# INPUT DATA:
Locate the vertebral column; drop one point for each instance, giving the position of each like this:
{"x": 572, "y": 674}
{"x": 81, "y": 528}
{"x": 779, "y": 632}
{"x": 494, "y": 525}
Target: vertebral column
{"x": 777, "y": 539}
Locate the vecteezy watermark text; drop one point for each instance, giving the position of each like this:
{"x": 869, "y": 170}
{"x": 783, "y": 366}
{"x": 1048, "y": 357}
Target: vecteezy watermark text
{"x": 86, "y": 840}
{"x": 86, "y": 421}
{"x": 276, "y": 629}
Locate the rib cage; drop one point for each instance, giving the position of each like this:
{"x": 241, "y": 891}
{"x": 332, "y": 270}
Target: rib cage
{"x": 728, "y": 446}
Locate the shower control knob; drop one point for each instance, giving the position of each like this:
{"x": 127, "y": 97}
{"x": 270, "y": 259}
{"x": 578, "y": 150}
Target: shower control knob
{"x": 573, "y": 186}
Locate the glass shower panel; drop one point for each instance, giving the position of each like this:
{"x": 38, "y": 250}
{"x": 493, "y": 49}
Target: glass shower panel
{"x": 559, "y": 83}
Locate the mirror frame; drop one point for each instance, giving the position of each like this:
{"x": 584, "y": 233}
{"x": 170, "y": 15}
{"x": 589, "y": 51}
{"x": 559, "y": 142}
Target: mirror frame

# YOUR GOAL:
Express everything from the line containing "Locate the glass" down to the last of the entries as a JSON list of strings, with one string per line and blank lines left out.

# RESULT FOR THIS TASK:
[
  "Locate the glass shower panel; drop one point for each instance, giving the position of each like this:",
  "{\"x\": 38, \"y\": 250}",
  "{\"x\": 493, \"y\": 49}",
  "Target: glass shower panel",
  "{\"x\": 559, \"y\": 83}",
  "Locate the mirror frame; drop one point for each instance, giving the position of each like this:",
  "{\"x\": 584, \"y\": 233}",
  "{\"x\": 170, \"y\": 15}",
  "{\"x\": 589, \"y\": 51}",
  "{\"x\": 559, \"y\": 142}",
  "Target: mirror frame"
]